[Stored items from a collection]
::::::::
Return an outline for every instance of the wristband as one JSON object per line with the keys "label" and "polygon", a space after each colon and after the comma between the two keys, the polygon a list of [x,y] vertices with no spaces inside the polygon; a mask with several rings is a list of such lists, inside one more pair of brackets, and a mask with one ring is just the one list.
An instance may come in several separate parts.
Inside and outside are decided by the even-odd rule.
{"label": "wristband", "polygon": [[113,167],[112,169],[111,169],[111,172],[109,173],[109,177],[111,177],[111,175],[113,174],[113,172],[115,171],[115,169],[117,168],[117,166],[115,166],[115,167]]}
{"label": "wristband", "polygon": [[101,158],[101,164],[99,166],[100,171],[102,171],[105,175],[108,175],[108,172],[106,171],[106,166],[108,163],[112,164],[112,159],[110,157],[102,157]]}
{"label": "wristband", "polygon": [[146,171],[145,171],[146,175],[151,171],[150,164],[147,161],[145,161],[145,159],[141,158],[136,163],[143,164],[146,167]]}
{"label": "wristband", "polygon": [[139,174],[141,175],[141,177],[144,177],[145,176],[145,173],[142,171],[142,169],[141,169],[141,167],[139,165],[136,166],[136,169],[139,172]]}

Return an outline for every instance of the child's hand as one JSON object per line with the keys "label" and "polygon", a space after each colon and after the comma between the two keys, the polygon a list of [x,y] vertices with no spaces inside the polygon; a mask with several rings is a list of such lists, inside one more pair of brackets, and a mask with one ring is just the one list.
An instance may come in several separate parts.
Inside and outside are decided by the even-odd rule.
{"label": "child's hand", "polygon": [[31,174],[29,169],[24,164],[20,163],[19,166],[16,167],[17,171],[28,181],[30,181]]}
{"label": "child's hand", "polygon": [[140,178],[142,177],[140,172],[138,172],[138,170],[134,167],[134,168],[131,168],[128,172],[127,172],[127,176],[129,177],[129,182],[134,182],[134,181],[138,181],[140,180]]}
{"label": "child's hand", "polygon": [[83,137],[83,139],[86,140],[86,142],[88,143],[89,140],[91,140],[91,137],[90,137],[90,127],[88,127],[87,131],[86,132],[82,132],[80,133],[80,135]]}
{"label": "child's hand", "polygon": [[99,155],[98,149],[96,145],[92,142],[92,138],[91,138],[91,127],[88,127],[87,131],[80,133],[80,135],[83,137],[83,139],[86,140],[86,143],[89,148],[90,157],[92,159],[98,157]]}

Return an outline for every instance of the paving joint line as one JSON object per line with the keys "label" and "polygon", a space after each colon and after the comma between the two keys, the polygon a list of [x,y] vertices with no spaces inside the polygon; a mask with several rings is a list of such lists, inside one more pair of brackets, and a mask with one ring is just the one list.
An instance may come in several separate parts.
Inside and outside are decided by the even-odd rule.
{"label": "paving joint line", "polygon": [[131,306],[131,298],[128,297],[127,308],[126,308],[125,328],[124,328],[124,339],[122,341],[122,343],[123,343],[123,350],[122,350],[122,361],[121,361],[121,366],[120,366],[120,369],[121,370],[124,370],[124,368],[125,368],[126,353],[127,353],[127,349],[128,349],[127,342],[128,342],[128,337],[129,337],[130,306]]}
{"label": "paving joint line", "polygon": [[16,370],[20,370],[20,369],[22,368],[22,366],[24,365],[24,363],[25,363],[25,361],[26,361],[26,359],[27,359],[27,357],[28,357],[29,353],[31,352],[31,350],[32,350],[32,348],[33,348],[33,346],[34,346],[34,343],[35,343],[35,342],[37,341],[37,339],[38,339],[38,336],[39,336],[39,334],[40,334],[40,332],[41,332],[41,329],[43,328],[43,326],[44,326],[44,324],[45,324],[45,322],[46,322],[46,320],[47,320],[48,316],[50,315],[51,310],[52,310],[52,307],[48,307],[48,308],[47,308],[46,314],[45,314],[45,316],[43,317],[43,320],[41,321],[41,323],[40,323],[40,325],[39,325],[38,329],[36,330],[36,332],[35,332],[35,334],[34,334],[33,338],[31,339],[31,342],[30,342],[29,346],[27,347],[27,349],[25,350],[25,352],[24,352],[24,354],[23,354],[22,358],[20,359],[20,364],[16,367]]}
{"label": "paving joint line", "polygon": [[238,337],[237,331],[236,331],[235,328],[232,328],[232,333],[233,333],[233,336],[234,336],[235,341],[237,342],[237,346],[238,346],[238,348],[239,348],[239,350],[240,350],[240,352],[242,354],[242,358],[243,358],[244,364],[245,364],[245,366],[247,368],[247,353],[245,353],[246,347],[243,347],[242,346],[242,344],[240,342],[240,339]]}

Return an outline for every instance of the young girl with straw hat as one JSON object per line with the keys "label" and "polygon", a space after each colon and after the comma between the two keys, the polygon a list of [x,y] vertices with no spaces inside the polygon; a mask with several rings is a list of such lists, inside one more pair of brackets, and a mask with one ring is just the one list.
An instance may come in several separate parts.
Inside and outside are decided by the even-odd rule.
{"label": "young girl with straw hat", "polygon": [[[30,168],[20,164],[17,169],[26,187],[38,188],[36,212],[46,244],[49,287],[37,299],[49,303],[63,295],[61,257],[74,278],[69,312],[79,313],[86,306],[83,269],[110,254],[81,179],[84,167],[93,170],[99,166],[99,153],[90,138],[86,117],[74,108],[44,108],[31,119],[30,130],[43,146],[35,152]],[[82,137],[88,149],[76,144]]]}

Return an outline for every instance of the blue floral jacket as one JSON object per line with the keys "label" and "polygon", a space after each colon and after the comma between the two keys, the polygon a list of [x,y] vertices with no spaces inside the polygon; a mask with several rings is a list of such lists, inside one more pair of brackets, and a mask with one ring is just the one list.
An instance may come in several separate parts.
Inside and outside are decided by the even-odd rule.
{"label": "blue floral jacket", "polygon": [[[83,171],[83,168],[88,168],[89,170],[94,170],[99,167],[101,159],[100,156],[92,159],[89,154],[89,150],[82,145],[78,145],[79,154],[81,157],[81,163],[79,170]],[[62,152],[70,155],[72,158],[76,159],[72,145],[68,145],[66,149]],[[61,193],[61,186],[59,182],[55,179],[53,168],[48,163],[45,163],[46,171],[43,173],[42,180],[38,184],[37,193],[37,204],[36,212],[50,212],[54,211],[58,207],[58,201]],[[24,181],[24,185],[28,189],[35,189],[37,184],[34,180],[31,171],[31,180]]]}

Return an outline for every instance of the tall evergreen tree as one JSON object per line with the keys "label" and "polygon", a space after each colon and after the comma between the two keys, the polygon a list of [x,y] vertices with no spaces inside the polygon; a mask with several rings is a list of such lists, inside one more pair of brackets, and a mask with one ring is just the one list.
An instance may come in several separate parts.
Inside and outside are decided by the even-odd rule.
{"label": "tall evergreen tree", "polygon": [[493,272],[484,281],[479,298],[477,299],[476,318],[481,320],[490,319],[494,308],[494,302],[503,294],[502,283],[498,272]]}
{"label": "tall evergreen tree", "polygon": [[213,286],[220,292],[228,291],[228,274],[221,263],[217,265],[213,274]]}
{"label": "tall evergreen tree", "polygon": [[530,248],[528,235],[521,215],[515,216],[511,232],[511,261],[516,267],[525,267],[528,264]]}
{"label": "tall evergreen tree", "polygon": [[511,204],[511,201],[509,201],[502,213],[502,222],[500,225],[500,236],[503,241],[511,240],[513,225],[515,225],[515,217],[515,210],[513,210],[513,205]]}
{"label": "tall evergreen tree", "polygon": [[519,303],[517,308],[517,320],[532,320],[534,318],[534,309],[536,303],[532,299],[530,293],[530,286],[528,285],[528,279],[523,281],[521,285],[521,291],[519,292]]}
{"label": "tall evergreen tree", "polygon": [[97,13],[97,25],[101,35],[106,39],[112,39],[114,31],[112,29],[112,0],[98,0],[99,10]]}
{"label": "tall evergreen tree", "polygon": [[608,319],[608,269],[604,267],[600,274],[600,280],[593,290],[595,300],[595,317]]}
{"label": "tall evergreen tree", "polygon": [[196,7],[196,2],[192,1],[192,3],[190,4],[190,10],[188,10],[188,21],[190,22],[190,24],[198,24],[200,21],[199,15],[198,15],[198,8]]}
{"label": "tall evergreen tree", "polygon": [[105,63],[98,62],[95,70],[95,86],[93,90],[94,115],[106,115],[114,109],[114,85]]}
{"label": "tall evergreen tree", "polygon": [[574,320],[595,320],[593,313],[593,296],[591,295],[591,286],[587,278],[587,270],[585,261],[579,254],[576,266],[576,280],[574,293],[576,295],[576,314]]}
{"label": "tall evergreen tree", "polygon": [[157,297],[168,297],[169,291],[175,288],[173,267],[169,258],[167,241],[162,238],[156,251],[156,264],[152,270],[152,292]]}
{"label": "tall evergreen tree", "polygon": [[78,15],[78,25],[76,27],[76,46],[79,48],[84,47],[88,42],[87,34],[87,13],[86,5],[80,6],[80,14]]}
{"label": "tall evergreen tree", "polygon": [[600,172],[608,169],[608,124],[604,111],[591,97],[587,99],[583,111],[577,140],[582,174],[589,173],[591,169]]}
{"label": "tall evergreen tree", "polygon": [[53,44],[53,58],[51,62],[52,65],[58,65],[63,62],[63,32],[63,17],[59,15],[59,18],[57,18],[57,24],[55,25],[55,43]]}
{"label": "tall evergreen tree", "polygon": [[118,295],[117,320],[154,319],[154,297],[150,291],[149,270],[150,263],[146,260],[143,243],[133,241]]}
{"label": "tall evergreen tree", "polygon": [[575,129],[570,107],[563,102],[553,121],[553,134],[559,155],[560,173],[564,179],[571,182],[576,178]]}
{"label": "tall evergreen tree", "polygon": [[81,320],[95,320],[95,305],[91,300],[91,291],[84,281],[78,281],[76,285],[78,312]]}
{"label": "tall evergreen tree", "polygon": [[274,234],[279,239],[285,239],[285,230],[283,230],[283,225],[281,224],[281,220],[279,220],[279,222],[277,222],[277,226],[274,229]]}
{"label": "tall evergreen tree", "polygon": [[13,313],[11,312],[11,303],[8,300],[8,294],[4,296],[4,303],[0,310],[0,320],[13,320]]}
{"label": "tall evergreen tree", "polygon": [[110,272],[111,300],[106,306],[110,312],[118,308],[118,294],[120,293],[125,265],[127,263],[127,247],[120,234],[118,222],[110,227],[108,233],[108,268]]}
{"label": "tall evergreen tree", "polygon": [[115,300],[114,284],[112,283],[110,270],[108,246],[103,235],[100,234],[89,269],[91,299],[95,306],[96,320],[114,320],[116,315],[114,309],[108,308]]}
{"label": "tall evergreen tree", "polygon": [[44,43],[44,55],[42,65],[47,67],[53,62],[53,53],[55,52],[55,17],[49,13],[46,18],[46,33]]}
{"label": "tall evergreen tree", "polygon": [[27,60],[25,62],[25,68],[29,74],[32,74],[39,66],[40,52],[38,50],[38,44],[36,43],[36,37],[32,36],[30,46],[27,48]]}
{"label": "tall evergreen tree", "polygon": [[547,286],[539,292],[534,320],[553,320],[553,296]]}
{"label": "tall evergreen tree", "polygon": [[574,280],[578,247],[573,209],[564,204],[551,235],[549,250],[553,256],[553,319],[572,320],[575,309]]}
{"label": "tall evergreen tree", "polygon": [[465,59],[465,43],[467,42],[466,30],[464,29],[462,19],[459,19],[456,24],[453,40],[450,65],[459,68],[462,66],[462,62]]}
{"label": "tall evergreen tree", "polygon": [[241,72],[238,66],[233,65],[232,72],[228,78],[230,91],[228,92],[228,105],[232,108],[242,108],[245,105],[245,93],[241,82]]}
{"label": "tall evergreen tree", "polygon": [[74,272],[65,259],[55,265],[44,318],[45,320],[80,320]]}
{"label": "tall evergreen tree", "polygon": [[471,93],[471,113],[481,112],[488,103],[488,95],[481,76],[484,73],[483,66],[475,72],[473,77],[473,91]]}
::::::::
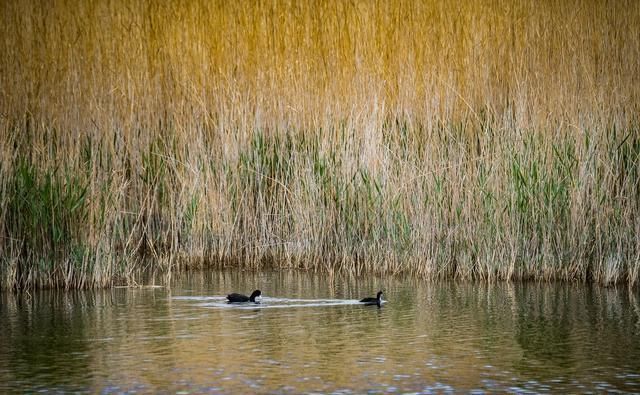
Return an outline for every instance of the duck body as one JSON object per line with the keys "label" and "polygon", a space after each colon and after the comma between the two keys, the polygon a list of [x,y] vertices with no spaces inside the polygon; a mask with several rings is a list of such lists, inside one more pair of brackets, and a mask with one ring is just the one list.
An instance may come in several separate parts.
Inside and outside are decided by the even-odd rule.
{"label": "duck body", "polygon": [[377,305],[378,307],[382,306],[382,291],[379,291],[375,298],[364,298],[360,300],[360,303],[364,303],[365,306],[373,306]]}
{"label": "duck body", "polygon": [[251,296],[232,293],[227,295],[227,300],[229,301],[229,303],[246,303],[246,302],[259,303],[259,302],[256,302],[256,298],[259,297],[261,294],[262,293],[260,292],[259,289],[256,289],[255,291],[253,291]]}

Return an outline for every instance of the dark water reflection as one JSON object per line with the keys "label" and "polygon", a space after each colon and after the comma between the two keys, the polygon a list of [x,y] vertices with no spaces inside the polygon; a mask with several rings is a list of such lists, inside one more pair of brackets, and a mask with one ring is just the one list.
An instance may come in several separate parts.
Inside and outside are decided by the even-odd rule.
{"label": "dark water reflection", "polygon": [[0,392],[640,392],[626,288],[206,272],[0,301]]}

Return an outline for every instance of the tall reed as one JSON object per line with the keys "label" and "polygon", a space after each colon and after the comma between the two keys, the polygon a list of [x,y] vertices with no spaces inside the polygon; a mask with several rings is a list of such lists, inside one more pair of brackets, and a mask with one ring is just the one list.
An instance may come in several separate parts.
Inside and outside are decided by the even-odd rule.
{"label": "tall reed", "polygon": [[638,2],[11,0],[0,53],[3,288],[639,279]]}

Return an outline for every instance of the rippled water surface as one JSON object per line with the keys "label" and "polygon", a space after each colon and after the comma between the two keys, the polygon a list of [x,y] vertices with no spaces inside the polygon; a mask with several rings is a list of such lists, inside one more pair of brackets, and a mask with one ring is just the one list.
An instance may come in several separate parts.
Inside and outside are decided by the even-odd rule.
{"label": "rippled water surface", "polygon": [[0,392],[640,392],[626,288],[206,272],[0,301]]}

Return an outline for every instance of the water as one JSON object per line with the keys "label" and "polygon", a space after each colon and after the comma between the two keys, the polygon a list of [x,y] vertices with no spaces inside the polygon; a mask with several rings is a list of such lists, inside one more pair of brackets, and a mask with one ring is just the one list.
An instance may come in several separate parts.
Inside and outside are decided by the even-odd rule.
::::::::
=== EXERCISE REQUIREMENTS ===
Print again the lines of the entries above that fall between the line holding "Return an outline for every instance of the rippled" and the line holding "Return an outline for every instance of the water", inclusive, exactly as they stand.

=== YOUR SOLUTION ===
Return an outline for every instance of the rippled water surface as one JSON object per line with the keys "label" and "polygon", a space after each colon and after the comma between the two keys, the polygon a list of [x,y] vertices with no spaces inside the polygon; a mask with several rings is a list of such lists, inside one more pair of brackets, and a mask with one ring is just the one list.
An instance may come in several separate parts.
Inside and outside are decided by the even-odd rule.
{"label": "rippled water surface", "polygon": [[0,392],[640,392],[626,288],[206,272],[0,301]]}

Return an outline for every instance of the water as one JSON object per line with the keys "label" and "polygon", a space after each colon and after the comma between the two keys, the polygon a list of [x,y] vertices with no spaces inside the polygon; a mask with several rings is a list of such lists, inside one more pair of brackets, and a mask with one ring is just the one list.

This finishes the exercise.